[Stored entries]

>>>>

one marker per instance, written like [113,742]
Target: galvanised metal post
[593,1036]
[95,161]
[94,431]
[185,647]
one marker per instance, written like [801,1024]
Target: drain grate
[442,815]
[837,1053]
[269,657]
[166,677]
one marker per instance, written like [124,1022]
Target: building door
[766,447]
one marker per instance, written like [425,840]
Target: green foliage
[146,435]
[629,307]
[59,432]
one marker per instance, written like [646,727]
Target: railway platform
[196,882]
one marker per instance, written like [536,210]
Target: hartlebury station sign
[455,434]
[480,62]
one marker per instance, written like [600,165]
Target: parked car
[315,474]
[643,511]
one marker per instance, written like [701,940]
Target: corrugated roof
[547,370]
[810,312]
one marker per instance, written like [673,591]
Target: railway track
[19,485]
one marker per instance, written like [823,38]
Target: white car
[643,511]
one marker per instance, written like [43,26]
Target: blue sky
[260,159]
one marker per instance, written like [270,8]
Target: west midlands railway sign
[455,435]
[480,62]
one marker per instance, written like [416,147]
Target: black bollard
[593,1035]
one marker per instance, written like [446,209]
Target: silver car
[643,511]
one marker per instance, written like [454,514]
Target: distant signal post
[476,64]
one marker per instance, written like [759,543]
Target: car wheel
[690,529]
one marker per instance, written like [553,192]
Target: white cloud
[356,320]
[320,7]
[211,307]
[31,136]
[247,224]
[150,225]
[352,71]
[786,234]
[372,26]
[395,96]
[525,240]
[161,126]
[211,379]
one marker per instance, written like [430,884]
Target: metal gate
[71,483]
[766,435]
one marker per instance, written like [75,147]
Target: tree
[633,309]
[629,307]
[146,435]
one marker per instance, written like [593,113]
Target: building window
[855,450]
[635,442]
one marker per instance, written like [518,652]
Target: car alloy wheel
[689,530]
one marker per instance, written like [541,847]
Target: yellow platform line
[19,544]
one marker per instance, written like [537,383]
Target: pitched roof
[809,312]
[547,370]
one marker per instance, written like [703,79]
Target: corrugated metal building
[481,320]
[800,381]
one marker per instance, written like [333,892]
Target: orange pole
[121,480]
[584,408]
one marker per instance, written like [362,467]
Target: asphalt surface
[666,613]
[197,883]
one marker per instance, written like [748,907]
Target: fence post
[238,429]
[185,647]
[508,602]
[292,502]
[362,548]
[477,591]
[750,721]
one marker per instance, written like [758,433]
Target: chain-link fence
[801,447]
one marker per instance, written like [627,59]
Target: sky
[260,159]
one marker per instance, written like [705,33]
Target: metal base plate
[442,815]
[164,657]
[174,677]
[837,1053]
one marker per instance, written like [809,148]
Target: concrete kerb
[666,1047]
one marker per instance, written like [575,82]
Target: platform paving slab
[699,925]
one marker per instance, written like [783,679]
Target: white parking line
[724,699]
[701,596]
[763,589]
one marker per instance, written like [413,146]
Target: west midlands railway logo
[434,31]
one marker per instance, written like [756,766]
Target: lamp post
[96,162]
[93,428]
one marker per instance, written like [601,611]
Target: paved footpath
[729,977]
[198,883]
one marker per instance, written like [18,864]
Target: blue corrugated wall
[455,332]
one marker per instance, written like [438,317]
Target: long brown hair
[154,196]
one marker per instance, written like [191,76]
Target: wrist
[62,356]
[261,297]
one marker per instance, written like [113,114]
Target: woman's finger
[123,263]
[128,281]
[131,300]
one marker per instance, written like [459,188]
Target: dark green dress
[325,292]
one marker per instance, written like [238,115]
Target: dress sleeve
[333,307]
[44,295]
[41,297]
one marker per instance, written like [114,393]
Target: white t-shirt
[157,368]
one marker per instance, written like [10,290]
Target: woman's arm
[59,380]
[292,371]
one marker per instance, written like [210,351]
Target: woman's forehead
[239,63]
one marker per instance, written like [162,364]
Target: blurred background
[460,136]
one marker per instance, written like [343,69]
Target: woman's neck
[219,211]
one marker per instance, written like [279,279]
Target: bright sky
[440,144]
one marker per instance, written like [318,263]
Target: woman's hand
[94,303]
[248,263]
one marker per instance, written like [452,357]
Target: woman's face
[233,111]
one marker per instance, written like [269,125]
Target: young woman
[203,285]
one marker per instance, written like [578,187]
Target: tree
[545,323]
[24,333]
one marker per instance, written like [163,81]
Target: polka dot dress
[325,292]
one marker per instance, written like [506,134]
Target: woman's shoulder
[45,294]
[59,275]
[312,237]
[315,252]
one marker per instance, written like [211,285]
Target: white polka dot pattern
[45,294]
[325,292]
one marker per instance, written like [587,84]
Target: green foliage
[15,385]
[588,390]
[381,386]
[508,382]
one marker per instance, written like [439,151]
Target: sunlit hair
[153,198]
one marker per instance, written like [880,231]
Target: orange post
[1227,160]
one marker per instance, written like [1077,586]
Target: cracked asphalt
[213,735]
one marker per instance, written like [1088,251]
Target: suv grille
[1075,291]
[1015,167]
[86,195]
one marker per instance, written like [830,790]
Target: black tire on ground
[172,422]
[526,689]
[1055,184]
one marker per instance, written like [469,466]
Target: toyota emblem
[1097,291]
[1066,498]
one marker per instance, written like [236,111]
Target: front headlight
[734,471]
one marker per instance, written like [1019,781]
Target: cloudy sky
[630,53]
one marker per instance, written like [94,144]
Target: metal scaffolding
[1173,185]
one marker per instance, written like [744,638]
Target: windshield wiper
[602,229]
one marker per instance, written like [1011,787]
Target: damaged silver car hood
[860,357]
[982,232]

<<<<

To do: Only one stretch of the data above is needed. Restate it word for word, from the line containing "one marker per instance, written like [701,940]" through the line containing "one marker per instance, written like [705,33]", both ends included.

Exercise answer:
one marker per instance, written like [701,940]
Target: corrugated roof
[547,370]
[810,312]
one marker per instance, written like [673,591]
Target: railway track
[19,485]
one marker per instance, written like [823,38]
Target: white car
[643,511]
one marker per instance, written like [43,26]
Target: blue sky
[260,159]
one marker per instance, written like [270,8]
Target: west midlands railway sign
[455,435]
[480,62]
one marker per instance, written like [416,147]
Target: black bollard
[593,1035]
one marker per instance, written like [446,209]
Target: silver car
[643,511]
one marker per instance, written like [454,514]
Target: distant signal post
[476,64]
one marker per instance, written like [759,543]
Target: car wheel
[690,529]
one marker per instance, written like [553,192]
Target: white cloud
[356,320]
[320,7]
[211,307]
[31,136]
[247,224]
[150,225]
[352,71]
[786,234]
[372,26]
[395,96]
[525,240]
[161,126]
[211,379]
one marker per instance, written like [430,884]
Target: metal gate
[71,483]
[766,435]
one marker per instance, written like [75,147]
Target: tree
[633,309]
[629,307]
[146,435]
one marker per instance, written like [593,113]
Target: building window
[855,450]
[635,442]
one marker per instance, written like [518,652]
Target: car alloy wheel
[689,530]
one marker per instance, written like [541,847]
Target: yellow platform line
[19,544]
one marker per instance, written like [537,383]
Target: pitched roof
[809,312]
[547,370]
one marker per instance, written like [703,79]
Target: corrugated metal building
[481,320]
[800,381]
one marker per instance, written like [333,892]
Target: orange pole
[121,480]
[584,408]
one marker per instance, written like [362,467]
Target: asphalt surface
[666,613]
[197,883]
one marker per instance, written like [748,907]
Target: fence post
[238,429]
[185,647]
[508,602]
[292,502]
[362,548]
[477,591]
[750,721]
one marker per instance, written like [758,433]
Target: chain-link fence
[801,447]
one marker per instance, written like [627,59]
Target: sky
[260,159]
one marker per instance, written like [705,33]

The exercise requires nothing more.